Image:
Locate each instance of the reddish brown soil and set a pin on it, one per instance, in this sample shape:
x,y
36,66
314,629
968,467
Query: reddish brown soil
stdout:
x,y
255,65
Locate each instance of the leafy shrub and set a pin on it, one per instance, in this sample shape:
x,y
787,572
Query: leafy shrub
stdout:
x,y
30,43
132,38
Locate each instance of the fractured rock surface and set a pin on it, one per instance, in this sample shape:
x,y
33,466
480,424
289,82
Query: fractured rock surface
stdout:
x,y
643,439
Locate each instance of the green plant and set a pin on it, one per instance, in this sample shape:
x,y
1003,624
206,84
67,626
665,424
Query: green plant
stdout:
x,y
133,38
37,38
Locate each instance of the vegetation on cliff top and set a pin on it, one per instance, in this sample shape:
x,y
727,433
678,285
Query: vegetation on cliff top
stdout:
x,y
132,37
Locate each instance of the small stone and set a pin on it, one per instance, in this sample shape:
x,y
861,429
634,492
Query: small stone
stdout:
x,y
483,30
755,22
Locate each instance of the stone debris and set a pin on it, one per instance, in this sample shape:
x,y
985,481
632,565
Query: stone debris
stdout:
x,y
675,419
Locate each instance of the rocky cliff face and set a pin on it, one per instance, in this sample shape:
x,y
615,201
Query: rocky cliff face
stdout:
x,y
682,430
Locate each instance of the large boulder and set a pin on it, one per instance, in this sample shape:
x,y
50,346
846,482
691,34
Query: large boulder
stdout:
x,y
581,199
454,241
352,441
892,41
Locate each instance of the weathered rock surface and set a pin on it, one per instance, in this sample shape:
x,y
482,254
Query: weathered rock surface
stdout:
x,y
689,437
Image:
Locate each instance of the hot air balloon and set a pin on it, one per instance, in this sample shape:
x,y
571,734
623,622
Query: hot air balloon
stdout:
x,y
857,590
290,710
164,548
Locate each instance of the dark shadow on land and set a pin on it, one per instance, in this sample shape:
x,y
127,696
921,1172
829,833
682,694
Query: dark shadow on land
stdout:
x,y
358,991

------------------------------------

_IL TUO COMPITO_
Riscrivi tutte le righe sostituendo "set a pin" con "place a marker" e lascia invariato tutto il resto.

_RISPOSTA_
Image:
Locate each instance of the reddish brown soil and place a marker on it, one per instance, in this sample shape:
x,y
36,66
314,629
968,467
Query: reddish brown soil
stdout:
x,y
255,65
Locate each instance of the leafy shrub and place a marker on it, one per instance, in this sample shape:
x,y
787,572
Query: leafy shrub
stdout:
x,y
30,43
132,38
Locate each instance of the fractured rock surface and place a marker on it, one per instance, in this sample shape:
x,y
33,466
480,424
289,82
Query: fractured rock surface
stdout:
x,y
643,439
Locate each instance of the green plant and place a marker on it, one per instance, in this sample shape:
x,y
1003,624
206,84
67,626
665,424
Query: green plant
stdout:
x,y
133,38
37,38
Locate each instance of the vegetation on cliff top and place a marker on it, one per instance, in this sample shape:
x,y
727,433
678,285
Query: vegetation on cliff top
stdout:
x,y
132,37
Locate each instance of the small stone and place a marker on it, one per instance, in this sample shape:
x,y
861,429
634,492
Query: small stone
stdout:
x,y
483,30
755,22
Locate each instance of the stone debris and place a marker on it, one per instance, in this sample shape:
x,y
985,481
632,565
Query: stone debris
stdout:
x,y
675,419
Locate each instance of the rocky cliff face and place a marker on it, one per instance, in this sample shape:
x,y
615,201
Query: rocky cliff face
stdout:
x,y
682,430
Locate each instance of the large boulder and place a marker on it, one per instance, in this sample shape:
x,y
50,346
846,482
691,34
Query: large boulder
stdout:
x,y
581,199
454,241
352,441
892,41
Locate each instance of the weathered rock surface and place a marker on it, one per instance, in this sample shape:
x,y
482,254
Query: weathered rock surface
stdout:
x,y
689,437
Image:
Locate each instance of the hot air balloon and place a marker on it, one per instance, in this sample shape:
x,y
571,734
623,622
Query: hot air balloon
stdout:
x,y
857,590
290,710
164,548
Locate each instance of the dark shadow on land and place a marker on it, one per instance, in this sample shape:
x,y
127,696
921,1172
829,833
682,694
Query: dark shadow on land
stdout:
x,y
358,991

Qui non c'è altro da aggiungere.